■ Provided passage
How children save us

How children save us 2014-07-17T14:28:15-05:00

Over the past several years, as I’ve gone through the ordination process, I have had the opportunity to describe my salvation journey in multiple different papers that I’ve written. One of the things that always bothered me growing up was what I would call the doctrine of “personal decisionism” — the expectation that salvation always happens at an exact date and time. If you asked Sunday school teachers and other adult mentors, “Well, how do I know if I’ve been saved?” they would say, “Oh, you know if you are!” And if you acted enough unlike a Christian after your “decision,” then it proved retroactively that your decision wasn’t “sincere.” It took me decades to recognize that not everyone has to have a dramatic Damascus road experience like Paul. I got baptized in second grade, prayed Jesus back into my heart in tenth grade, but I think the most decisive moment in which God saved me was through a little girl in the Zocalo of San Cristobal de las Casas, Chiapas, Mexico, in August of 1998. Jesus makes three statements in Mark 9 and 10 that talk about the saving power of children. This was the basis for a sermon that I preached two weeks ago: How children save us. Below I have shared some further reflections on these three statements.

1) “Whoever welcomes a child in my name welcomes me.” (Mark 9:37)

In the immediate context of the passage, Jesus is responding to the disciples’ bickering over who would be the greatest disciple. He says, “Anyone who wants to be first must be the very last, and the servant of all.” It’s very interesting how He picks up a child and puts Him in the middle of the group as His concrete representation of what it means to be last and a servant. We think that servanthood has to do with the sacrifices we are willing to make to “lend a helping hand” to other people. According to this definition, in middle-class American culture, most parents are their children’s “servants.” We don’t obey what they tell us to do, but we shape our lives around raising them to be successful. But servanthood to Jesus is not doing things for other people, at least in this context; it is a analogous to being the very last, at the bottom of the totem pole in a social order.

There is one other place where Jesus says that what we do for one group of people, we are doing for Him: “Whatever you have done for the least of my brothers and sisters, you have done for me” (Matthew 25:40). So Jesus has a special solidarity with children and the poor. But I think it’s more than just solidarity. What we have to remember is that Jesus is the eternal Word of God, through whom and for whom all things were created. As beings created in the image of God, we are supposed to radiate God’s Word back and forth to each other. The more that we have lost our innocence, the more the image of God is covered with the dust and grime of our sin.

■ Task statement
Answer these from the post on how children save us:
(a) In what month and year did the writer's most decisive moment of being saved happen?
(b) In Mark 9, what quarrel among the disciples is Jesus responding to?
(c) Which verse is cited as the one other place where Jesus says that what we do for a group of people, we do for Him?

■ Material provided
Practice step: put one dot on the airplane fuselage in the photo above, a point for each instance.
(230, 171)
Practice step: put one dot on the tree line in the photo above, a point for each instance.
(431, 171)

■ Solution to this problem
(a) August 1998
(b) Their bickering over who would be the greatest disciple
(c) Matthew 25:40